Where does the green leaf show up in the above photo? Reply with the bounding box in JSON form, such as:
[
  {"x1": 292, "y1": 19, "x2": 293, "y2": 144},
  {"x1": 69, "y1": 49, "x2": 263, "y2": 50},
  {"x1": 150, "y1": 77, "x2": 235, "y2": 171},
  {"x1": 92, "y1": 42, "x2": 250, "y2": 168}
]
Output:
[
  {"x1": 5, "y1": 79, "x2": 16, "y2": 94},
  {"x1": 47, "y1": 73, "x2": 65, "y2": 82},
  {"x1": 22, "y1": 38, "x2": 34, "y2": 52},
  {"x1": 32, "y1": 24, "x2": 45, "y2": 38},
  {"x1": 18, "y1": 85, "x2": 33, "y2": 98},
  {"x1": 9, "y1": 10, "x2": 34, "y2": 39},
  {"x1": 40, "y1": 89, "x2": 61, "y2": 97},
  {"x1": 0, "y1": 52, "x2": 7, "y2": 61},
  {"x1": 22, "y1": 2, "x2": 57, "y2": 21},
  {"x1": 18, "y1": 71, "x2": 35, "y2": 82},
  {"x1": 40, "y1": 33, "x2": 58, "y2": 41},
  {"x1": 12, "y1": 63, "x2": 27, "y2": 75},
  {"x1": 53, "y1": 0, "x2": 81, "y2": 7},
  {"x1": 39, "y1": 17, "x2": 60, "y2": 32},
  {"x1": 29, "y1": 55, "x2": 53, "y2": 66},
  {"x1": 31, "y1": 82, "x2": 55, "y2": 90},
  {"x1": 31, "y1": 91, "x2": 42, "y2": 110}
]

* [Exercise goal] Word for word, retype all of the entries above.

* [Exercise solution]
Where does the green leaf show up in the above photo? Reply with the bounding box in JSON form, such as:
[
  {"x1": 292, "y1": 19, "x2": 293, "y2": 144},
  {"x1": 69, "y1": 49, "x2": 263, "y2": 50},
  {"x1": 150, "y1": 77, "x2": 235, "y2": 171},
  {"x1": 92, "y1": 42, "x2": 250, "y2": 168}
]
Output:
[
  {"x1": 5, "y1": 79, "x2": 16, "y2": 94},
  {"x1": 47, "y1": 73, "x2": 65, "y2": 82},
  {"x1": 22, "y1": 38, "x2": 34, "y2": 52},
  {"x1": 32, "y1": 24, "x2": 45, "y2": 38},
  {"x1": 18, "y1": 85, "x2": 33, "y2": 98},
  {"x1": 9, "y1": 10, "x2": 34, "y2": 39},
  {"x1": 40, "y1": 89, "x2": 61, "y2": 97},
  {"x1": 0, "y1": 52, "x2": 7, "y2": 61},
  {"x1": 22, "y1": 2, "x2": 57, "y2": 21},
  {"x1": 18, "y1": 71, "x2": 35, "y2": 82},
  {"x1": 40, "y1": 33, "x2": 58, "y2": 41},
  {"x1": 12, "y1": 63, "x2": 27, "y2": 75},
  {"x1": 53, "y1": 0, "x2": 81, "y2": 7},
  {"x1": 39, "y1": 17, "x2": 60, "y2": 32},
  {"x1": 29, "y1": 55, "x2": 53, "y2": 66},
  {"x1": 31, "y1": 82, "x2": 55, "y2": 90},
  {"x1": 31, "y1": 91, "x2": 42, "y2": 110}
]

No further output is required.